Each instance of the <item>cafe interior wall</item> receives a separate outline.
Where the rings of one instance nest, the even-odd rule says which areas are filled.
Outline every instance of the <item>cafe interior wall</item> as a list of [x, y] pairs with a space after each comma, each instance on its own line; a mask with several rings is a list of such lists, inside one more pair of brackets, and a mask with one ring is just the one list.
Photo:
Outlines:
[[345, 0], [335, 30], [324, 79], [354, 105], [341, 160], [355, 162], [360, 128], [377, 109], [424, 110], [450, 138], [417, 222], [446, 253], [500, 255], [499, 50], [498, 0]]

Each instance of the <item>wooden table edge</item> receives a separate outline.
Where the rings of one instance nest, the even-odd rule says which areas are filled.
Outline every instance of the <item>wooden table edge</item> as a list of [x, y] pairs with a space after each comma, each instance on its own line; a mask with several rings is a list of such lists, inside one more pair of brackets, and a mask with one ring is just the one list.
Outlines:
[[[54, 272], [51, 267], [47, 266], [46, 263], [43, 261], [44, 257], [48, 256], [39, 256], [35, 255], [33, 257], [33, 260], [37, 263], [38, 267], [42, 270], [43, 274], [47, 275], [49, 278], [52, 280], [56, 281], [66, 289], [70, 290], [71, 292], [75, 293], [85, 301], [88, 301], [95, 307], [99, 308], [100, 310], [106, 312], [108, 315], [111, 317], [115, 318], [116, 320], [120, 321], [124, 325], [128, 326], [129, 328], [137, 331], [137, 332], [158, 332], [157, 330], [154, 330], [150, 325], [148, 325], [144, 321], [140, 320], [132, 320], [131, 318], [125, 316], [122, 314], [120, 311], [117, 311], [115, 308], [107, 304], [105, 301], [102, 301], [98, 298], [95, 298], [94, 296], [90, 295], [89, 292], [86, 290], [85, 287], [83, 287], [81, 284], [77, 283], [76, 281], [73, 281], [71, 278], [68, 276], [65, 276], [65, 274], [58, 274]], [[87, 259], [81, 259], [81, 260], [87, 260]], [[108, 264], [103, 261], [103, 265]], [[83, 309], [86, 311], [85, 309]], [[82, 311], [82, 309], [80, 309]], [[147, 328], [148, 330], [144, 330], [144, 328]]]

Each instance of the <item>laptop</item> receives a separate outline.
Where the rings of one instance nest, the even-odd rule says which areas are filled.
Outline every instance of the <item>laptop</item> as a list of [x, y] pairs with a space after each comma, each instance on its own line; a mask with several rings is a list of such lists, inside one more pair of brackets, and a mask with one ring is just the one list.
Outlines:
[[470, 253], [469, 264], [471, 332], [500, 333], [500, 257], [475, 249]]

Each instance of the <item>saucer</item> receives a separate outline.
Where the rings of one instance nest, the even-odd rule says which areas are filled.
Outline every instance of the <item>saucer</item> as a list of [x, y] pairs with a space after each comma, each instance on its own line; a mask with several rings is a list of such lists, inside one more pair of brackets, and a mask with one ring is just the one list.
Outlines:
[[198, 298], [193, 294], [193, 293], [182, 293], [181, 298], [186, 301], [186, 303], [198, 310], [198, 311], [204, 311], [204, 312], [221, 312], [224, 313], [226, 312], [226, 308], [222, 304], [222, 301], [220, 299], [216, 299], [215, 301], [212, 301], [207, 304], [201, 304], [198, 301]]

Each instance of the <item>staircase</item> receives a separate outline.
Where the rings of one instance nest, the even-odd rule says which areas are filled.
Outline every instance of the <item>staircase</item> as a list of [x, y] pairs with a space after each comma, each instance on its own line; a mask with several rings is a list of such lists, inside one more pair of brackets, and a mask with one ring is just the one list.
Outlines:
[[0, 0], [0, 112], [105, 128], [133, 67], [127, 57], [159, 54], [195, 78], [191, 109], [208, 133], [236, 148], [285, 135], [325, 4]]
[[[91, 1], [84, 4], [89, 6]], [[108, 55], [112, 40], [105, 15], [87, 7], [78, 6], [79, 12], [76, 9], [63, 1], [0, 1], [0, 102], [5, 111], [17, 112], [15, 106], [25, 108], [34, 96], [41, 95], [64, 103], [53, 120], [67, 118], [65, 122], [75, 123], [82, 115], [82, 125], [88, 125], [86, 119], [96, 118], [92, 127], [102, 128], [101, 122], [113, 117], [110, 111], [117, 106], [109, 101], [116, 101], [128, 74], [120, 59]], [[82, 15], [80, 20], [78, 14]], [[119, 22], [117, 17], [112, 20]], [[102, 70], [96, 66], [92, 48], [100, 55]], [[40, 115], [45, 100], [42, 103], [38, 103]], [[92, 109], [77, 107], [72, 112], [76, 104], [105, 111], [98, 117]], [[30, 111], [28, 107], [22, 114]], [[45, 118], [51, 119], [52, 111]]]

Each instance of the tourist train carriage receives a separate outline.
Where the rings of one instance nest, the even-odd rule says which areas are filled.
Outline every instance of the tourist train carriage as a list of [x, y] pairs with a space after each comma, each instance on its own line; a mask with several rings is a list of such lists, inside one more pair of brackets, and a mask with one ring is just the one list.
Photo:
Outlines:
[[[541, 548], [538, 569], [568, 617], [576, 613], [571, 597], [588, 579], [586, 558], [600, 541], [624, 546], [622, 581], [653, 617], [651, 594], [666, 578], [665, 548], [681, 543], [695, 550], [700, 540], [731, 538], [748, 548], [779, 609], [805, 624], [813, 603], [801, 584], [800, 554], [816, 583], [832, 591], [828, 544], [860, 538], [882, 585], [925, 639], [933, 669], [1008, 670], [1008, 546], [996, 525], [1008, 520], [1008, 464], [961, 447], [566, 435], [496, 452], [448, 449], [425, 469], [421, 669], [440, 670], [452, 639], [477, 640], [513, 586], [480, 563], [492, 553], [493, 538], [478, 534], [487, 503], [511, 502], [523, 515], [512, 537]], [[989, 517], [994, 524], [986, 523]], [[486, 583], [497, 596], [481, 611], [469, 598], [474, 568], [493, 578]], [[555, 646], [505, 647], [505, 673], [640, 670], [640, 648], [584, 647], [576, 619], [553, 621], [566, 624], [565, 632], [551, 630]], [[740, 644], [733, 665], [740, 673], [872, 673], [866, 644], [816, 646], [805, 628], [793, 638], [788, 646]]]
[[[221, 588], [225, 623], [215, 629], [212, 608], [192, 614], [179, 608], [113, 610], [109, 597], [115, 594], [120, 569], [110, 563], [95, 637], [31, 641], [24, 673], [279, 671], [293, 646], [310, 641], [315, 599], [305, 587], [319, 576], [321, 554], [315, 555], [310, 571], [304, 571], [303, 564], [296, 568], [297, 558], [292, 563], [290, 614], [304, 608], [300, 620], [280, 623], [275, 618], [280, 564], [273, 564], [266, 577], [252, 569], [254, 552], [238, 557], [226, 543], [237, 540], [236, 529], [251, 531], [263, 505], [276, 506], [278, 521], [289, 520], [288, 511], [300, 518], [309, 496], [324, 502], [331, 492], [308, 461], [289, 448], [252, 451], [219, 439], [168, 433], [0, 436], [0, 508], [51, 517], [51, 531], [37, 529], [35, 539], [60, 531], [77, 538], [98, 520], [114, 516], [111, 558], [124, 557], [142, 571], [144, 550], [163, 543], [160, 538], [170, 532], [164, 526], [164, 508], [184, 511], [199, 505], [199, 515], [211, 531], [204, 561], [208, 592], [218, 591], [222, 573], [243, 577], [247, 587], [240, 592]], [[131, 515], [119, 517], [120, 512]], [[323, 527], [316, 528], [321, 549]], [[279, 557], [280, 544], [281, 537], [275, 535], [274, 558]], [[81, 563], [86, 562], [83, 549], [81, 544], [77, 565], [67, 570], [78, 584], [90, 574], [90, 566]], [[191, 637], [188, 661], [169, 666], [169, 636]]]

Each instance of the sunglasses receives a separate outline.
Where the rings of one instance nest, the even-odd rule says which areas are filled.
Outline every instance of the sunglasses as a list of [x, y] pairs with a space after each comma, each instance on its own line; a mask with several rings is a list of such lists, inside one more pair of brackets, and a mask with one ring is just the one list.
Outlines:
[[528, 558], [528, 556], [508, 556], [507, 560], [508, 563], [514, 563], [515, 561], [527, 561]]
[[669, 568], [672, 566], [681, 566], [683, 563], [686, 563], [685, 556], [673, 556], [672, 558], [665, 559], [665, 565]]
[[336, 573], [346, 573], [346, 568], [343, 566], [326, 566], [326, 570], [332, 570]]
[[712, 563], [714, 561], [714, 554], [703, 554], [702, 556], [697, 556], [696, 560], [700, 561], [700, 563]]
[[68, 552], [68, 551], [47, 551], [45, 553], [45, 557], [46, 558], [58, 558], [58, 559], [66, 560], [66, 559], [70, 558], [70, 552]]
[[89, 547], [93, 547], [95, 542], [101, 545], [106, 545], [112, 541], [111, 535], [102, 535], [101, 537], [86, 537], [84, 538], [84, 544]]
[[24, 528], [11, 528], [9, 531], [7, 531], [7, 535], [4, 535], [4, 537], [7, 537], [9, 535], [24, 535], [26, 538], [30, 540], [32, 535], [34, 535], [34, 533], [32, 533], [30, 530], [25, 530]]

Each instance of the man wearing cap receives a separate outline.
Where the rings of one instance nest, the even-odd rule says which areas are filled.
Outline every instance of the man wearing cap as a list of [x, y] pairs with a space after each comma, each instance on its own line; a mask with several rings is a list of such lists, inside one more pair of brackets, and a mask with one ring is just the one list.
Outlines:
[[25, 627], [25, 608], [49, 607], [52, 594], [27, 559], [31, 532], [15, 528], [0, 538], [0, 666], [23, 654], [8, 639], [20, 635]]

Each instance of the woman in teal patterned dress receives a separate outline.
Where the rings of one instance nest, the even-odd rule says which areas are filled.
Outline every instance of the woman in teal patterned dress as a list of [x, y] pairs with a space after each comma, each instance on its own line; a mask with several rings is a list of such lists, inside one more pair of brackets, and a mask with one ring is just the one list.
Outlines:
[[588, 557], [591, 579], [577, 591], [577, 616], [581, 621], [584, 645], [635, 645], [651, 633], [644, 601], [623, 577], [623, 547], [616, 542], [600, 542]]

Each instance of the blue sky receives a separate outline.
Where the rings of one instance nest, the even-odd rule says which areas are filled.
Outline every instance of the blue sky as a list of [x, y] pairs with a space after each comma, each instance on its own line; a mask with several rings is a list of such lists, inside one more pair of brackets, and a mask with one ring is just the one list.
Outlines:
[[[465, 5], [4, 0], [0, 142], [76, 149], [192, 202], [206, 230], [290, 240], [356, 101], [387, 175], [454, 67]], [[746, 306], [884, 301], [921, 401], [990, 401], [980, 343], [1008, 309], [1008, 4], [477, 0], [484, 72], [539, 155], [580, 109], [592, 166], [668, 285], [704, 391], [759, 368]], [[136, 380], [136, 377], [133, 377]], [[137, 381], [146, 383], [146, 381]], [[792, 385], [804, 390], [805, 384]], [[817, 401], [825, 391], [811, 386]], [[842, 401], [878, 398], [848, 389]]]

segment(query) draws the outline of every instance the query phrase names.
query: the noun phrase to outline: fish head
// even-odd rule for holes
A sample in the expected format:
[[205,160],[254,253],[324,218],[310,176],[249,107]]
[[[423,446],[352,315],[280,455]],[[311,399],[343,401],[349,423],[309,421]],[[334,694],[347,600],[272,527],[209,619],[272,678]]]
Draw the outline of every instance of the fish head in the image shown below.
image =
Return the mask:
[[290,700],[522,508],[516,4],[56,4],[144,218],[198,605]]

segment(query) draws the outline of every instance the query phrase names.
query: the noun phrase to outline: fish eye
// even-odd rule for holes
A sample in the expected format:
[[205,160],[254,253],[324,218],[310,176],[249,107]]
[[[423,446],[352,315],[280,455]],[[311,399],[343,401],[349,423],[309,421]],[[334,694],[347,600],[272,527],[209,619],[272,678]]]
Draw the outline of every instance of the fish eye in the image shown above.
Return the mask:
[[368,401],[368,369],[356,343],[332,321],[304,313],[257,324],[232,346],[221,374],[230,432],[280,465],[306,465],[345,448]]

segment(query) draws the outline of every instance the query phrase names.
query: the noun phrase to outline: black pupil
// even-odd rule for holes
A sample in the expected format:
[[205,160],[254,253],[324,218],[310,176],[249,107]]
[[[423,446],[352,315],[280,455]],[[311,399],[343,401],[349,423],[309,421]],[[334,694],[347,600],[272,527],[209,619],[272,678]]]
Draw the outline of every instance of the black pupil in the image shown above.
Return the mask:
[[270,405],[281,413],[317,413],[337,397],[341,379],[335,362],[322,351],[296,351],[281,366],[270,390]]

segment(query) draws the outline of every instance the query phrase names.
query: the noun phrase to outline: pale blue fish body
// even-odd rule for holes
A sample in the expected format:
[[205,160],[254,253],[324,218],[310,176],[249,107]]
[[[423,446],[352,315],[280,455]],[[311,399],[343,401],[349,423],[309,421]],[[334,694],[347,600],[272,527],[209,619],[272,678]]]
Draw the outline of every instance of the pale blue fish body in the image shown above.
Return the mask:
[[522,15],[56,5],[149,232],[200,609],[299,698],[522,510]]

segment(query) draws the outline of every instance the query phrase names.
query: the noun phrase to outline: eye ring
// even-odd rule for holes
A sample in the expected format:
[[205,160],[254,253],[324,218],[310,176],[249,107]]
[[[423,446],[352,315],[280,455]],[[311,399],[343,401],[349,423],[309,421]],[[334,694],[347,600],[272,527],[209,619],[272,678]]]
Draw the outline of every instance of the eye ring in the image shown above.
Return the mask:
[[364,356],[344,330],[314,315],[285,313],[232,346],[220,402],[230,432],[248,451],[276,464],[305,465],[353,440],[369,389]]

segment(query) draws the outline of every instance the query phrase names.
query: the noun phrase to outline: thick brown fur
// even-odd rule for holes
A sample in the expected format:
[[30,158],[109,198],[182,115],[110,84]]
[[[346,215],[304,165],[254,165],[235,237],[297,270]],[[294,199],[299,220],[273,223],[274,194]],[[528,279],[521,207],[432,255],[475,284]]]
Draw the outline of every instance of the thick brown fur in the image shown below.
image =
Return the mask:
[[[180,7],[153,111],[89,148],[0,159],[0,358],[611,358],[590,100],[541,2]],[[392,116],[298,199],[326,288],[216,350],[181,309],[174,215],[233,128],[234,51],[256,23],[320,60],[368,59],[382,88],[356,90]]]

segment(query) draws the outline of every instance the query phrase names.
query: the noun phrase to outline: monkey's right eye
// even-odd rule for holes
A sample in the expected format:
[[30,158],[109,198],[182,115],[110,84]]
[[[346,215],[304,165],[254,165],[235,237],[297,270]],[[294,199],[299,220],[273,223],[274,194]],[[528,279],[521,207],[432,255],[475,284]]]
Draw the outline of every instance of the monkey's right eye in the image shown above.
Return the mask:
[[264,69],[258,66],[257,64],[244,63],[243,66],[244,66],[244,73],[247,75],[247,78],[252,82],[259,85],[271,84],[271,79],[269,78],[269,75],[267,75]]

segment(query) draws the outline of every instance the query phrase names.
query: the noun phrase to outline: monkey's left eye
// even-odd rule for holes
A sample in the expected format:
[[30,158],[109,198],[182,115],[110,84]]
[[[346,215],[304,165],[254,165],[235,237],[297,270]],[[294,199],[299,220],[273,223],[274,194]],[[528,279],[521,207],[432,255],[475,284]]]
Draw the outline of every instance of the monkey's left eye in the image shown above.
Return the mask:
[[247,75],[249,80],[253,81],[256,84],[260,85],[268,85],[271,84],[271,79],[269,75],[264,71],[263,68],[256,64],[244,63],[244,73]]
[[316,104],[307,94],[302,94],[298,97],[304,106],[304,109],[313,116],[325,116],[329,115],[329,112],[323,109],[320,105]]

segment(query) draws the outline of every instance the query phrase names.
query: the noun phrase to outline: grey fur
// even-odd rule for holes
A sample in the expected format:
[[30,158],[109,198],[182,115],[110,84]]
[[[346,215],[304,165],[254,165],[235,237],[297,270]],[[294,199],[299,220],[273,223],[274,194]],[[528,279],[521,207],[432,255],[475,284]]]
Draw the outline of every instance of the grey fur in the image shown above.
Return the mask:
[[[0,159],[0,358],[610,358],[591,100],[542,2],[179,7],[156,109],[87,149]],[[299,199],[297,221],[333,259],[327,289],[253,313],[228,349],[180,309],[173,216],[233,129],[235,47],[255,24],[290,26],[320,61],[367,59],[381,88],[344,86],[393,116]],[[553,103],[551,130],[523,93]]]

┄┄┄┄┄┄┄┄┄┄┄┄┄┄┄┄┄┄┄┄

Assignment -
Using the listing above, gather each line that holds the string "receives" and copy it.

Response area -
Each instance of the <item>cafe interior wall</item> receives a separate outline.
Each instance of the <item>wooden table edge</item> receives a separate outline.
Each instance of the <item>laptop</item> receives a separate outline.
Each instance of the <item>saucer</item> receives a separate outline.
Each instance of the <item>staircase</item> receives a separate outline.
Each instance of the tourist train carriage receives a separate outline.
Each instance of the sunglasses receives a separate outline.
Each instance of the man wearing cap receives a separate outline.
Each instance of the woman in teal patterned dress receives a separate outline.
Each instance of the blue sky receives a separate outline.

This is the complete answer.